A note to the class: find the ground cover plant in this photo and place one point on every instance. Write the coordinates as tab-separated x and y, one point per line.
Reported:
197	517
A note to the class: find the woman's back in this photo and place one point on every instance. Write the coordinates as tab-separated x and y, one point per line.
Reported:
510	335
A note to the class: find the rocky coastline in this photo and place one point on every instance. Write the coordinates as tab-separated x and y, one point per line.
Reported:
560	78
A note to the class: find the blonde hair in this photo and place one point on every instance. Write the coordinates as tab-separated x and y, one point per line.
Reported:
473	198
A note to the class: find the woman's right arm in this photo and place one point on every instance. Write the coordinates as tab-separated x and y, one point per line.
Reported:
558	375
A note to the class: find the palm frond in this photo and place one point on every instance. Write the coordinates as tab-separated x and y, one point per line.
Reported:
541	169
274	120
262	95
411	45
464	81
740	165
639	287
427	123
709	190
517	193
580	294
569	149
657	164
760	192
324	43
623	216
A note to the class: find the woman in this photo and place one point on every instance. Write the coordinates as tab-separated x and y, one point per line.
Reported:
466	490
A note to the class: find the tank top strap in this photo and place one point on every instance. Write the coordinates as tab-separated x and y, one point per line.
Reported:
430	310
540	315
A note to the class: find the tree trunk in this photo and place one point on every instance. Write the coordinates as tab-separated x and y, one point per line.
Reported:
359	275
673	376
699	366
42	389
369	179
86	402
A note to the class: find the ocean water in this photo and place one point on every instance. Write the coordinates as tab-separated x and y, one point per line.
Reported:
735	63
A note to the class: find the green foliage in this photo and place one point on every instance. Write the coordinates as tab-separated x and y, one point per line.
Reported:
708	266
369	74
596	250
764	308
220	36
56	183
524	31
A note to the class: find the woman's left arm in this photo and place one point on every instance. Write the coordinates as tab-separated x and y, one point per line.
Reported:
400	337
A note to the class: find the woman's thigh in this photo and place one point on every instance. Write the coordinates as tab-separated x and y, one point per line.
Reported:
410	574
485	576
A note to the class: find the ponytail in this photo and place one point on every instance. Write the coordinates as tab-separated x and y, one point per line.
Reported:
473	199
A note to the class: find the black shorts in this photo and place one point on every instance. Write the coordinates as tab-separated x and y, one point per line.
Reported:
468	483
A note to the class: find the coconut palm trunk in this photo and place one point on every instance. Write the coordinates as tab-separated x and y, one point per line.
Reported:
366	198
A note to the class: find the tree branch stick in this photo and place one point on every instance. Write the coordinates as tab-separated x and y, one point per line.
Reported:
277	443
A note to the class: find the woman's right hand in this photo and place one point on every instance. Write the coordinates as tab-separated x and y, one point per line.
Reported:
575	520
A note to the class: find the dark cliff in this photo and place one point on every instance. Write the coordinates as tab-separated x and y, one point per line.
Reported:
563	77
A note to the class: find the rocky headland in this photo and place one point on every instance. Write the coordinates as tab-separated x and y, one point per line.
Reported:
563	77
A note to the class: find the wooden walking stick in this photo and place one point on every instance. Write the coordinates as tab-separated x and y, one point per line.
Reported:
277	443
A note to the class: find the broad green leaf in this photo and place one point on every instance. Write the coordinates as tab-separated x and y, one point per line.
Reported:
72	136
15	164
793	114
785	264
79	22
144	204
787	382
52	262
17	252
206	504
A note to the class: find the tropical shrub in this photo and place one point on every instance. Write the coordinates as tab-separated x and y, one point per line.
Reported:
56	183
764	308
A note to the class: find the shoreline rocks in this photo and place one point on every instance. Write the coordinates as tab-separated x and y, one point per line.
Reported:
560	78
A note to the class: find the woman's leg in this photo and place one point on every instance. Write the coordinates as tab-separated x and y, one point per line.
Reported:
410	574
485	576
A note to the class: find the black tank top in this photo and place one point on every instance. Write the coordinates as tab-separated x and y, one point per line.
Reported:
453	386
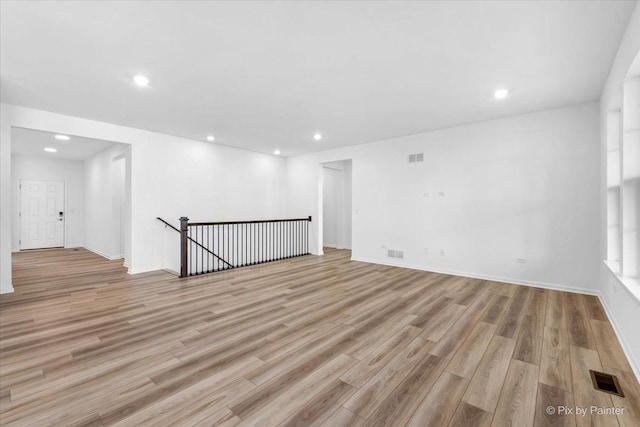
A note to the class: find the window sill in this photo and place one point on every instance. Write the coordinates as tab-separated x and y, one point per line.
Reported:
631	284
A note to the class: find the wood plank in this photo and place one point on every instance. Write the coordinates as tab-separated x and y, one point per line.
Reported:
554	407
515	407
555	366
609	348
440	404
466	360
485	386
470	416
578	323
304	341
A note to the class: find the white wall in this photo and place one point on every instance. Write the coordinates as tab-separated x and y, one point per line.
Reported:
336	214
622	307
40	168
170	177
105	183
520	187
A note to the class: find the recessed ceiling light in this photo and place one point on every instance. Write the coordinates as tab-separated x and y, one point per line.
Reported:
501	93
141	80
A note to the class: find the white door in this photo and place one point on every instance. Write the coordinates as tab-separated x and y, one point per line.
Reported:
41	214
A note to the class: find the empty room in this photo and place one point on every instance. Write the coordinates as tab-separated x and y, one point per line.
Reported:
320	213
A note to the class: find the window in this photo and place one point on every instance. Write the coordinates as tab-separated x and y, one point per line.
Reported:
623	182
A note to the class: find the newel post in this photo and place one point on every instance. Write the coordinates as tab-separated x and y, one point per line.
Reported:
184	241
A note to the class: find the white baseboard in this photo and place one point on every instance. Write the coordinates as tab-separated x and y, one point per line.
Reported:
7	291
553	286
109	257
331	245
635	365
142	270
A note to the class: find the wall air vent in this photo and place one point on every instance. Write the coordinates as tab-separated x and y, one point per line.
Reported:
393	253
418	157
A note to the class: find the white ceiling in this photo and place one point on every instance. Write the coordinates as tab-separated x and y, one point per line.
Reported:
31	142
266	75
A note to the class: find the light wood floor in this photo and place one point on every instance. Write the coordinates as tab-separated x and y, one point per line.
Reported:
307	341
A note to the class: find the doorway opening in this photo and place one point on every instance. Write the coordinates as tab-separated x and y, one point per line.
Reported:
70	192
42	208
337	205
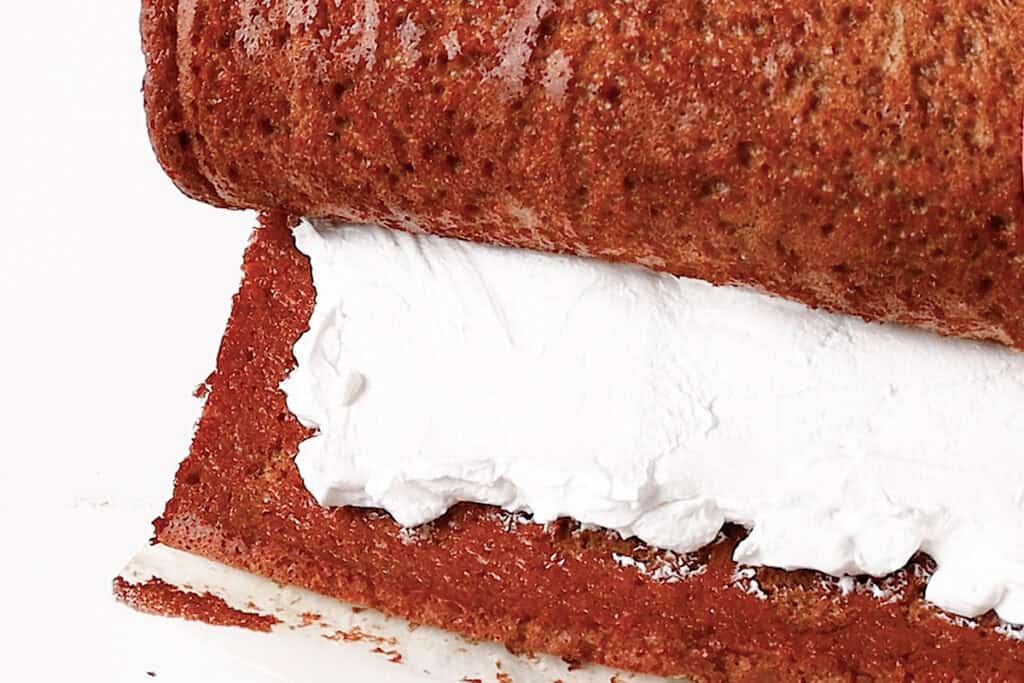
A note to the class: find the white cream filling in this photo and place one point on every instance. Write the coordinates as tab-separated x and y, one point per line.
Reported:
438	371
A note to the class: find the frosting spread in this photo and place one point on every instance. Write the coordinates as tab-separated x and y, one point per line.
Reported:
437	371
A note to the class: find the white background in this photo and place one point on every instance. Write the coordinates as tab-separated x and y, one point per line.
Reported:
114	292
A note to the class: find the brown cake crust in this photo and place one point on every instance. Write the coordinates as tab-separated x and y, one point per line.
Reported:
863	157
487	574
158	597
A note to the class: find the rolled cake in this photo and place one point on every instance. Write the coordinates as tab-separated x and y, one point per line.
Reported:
862	157
583	593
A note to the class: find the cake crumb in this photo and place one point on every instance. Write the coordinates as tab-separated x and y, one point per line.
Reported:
357	634
308	619
394	656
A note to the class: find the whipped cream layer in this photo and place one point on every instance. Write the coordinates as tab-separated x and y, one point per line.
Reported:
437	371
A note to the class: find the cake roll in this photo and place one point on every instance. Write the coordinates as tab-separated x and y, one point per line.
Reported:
860	157
869	501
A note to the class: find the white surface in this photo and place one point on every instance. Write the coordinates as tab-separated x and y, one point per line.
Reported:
660	408
114	291
313	633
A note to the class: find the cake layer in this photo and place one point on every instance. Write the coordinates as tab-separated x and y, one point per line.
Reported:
584	595
438	371
859	156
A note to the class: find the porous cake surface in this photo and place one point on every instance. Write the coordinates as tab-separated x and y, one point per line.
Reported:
584	595
859	156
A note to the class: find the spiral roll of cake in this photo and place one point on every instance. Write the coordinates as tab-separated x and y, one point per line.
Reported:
862	157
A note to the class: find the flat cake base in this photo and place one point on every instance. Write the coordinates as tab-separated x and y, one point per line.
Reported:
313	638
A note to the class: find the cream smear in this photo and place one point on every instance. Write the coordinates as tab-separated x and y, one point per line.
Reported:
437	371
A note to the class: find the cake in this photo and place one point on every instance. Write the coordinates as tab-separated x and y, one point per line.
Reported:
862	157
582	593
513	377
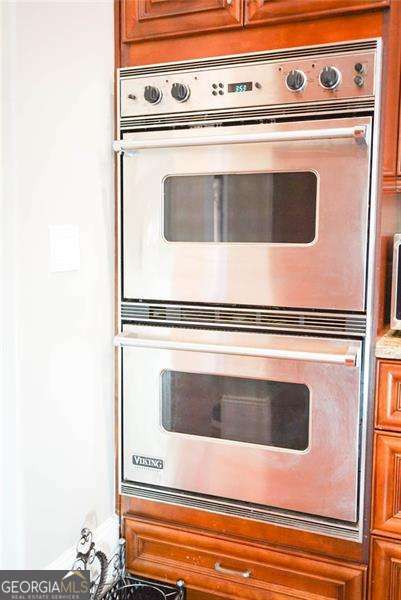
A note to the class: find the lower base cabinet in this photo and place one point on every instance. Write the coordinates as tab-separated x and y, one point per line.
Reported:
222	567
385	572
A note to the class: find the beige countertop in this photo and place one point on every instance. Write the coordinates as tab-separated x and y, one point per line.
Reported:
389	345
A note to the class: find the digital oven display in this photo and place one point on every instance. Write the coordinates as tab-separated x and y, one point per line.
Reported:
245	86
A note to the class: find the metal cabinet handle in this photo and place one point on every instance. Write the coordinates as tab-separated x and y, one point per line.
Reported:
220	569
349	359
358	133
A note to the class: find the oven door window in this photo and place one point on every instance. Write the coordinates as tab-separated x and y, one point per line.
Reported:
271	208
268	413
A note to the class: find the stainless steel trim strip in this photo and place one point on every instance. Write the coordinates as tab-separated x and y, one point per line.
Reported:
210	117
250	58
358	133
239	318
257	513
349	359
395	323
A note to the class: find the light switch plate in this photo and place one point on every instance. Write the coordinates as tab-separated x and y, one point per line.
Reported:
64	248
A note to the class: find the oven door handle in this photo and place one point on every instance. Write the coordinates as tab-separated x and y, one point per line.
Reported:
350	358
359	133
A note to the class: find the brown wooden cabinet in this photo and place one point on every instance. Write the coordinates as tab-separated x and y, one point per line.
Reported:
153	19
387	485
258	12
385	570
227	568
388	401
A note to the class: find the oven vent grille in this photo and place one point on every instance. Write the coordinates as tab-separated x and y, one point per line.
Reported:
252	58
252	114
227	317
246	511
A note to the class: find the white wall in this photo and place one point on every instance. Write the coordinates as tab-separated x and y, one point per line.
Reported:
56	442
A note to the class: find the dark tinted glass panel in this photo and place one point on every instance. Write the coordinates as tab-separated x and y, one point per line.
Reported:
271	413
273	208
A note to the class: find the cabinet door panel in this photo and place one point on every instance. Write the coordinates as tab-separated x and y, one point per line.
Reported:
385	571
230	569
388	412
387	485
151	19
265	11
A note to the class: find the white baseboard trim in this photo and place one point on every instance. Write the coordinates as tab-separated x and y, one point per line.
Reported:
106	538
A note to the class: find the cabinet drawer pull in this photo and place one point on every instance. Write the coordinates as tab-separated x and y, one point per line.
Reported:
220	569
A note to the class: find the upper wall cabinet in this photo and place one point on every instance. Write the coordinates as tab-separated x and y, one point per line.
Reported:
258	12
151	19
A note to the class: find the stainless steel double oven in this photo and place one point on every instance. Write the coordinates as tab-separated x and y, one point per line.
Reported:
247	193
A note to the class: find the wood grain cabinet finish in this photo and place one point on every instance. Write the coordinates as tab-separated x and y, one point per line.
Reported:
388	407
387	485
152	19
258	12
385	570
227	568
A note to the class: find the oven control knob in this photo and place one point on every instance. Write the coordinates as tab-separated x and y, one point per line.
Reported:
330	78
296	80
152	94
180	92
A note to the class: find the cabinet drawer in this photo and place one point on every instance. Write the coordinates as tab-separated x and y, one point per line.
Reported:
231	569
387	484
388	410
273	11
385	571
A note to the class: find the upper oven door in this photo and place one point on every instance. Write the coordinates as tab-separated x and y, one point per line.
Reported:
267	419
258	215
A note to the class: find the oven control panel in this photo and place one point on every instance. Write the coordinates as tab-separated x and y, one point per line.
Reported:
318	78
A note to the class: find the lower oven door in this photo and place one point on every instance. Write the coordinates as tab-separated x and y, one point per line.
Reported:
266	419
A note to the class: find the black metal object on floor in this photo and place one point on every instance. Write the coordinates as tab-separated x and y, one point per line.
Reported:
131	587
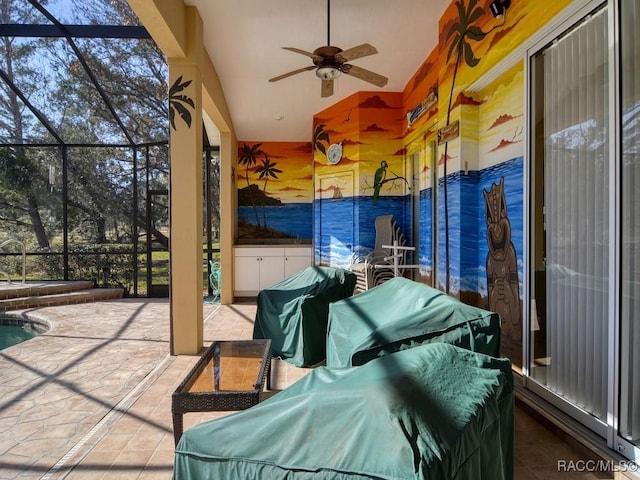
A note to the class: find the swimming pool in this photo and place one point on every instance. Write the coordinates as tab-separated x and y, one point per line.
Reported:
14	329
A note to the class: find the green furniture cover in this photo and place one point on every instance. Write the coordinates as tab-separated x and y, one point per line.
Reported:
401	313
294	313
431	412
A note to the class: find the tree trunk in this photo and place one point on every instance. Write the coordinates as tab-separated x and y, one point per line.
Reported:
36	221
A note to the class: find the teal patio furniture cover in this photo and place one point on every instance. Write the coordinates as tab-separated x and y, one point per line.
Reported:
294	313
431	412
400	314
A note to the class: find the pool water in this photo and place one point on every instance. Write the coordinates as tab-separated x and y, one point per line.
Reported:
10	335
14	330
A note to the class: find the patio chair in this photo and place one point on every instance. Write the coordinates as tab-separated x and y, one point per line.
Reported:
214	279
374	267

══════════════════════════════

- [DESCRIPTION OF THE TASK]: Can you lay out the data from the line with "A note to the class: find the patio" through the end as a Markdown table with columns Row and Line, skipping any blank lines?

- [EXERCISE RESPONSE]:
| Row | Line |
|---|---|
| 1 | A note to the class: find the patio chair in this photo and place one point on every instance. Write the coordinates as tab-separated x and y, one point per line. |
| 2 | Reported: |
| 3 | 214	279 |
| 4 | 374	267 |